* [SELECTED TEXT]:
In addition to detaining enslaved people awaiting sale in the slave pen, Lynch also worked as a slave trader and slave catcher. In his interactions with Henry Shaw, the founder of the Missouri Botanical Garden, Lynch served in all three of his vocations: slave jailer, trader, and catcher. Lynch charged Shaw for the capture and arrest of a runaway enslaved woman owned by Shaw named Esther. Lynch also charged Shaw for boarding Esther and another enslaved person in his slave pen. Lynch later sold Esther on Shaw's behalf to an enslaver based in Mississippi.

* [DATA LISTING]:

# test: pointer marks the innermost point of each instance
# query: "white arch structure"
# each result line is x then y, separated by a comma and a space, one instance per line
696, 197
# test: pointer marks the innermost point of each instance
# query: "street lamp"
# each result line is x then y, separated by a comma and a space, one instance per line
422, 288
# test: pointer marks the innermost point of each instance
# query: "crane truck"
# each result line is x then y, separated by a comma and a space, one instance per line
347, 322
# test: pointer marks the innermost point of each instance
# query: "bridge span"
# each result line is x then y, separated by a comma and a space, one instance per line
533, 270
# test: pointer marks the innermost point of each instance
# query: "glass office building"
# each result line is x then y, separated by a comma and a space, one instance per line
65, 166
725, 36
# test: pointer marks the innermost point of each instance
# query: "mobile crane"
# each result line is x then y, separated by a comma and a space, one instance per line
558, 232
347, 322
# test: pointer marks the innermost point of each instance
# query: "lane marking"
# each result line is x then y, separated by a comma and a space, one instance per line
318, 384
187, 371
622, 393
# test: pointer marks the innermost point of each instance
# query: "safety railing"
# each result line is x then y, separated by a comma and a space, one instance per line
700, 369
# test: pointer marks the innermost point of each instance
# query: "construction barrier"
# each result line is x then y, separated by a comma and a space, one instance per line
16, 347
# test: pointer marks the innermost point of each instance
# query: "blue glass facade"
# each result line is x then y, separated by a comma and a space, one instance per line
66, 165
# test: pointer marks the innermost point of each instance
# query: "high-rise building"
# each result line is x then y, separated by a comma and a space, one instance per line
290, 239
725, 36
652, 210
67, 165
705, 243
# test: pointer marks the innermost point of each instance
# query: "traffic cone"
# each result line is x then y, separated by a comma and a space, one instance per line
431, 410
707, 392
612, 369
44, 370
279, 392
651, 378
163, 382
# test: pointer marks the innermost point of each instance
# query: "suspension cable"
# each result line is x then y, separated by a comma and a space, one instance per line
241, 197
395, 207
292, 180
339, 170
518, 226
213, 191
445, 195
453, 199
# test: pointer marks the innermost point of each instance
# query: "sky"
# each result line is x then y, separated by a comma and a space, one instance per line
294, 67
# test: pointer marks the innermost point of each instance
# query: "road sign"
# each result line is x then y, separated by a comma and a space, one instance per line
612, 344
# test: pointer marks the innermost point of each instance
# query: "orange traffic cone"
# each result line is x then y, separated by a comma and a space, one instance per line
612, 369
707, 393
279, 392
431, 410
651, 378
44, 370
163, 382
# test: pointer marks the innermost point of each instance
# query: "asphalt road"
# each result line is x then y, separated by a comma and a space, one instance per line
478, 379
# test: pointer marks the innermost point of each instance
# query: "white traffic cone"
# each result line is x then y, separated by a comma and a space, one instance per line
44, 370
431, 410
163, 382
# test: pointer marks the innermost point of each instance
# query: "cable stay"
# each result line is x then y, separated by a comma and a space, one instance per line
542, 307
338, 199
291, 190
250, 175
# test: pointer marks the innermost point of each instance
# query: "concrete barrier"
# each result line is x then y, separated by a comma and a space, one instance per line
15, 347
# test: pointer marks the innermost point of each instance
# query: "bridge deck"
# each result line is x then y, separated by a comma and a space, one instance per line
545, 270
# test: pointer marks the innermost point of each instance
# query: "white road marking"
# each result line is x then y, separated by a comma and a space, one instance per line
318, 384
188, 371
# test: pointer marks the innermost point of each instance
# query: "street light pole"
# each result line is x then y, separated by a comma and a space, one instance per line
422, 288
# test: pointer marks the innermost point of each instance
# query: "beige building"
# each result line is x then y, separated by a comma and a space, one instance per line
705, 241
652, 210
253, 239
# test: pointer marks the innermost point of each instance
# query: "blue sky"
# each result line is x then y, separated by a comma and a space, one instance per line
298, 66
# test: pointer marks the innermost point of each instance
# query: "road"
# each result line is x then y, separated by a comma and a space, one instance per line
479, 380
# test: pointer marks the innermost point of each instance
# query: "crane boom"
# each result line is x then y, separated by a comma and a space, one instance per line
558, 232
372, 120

* [REQUIRED WORK]:
(1) Shorten the paragraph of the passage about Lynch that begins "In addition to detaining enslaved people" into a bulleted list, keeping its main facts.
(2) List the vocations that the passage about Lynch says he served in.
(3) Carry on the passage about Lynch from the point where it stops.
The records are separate material and are not part of the passage about Lynch.

* [PER-TASK ANSWERS]:
(1)
- Besides holding enslaved people awaiting sale in his slave pen, Lynch was a slave trader and slave catcher.
- He acted in all three roles (jailer, trader, and catcher) in his dealings with Henry Shaw, founder of the Missouri Botanical Garden.
- He charged Shaw for capturing and arresting Esther, an enslaved woman who had run away from Shaw.
- He charged Shaw for boarding Esther and another enslaved person in his pen.
- He later sold Esther for Shaw to an enslaver based in Mississippi.

(2)
- Slave jailer
- Slave trader
- Slave catcher

(3)
While it is difficult to know how often Lynch captured, jailed, and traded the same enslaved person as he did with Esther, a list of rules for the slave pen that Lynch wrote in 1858 suggests that he performed each of these services and profited from providing them on other occasions. In the list, Lynch set the rates for the board and sale of enslaved people at 37 ½ cents per day and 2 ½ percent of the sale price, respectively. Lynch's business became so lucrative that by 1859 he ran out of space to conduct his operations just out of the building on Locust Street, and he bought an additional building at Fifth and Myrtle Streets to support his business.

Lynch fled Missouri early in the Civil War. He was a merchant in Louisiana, married, and joined the White League.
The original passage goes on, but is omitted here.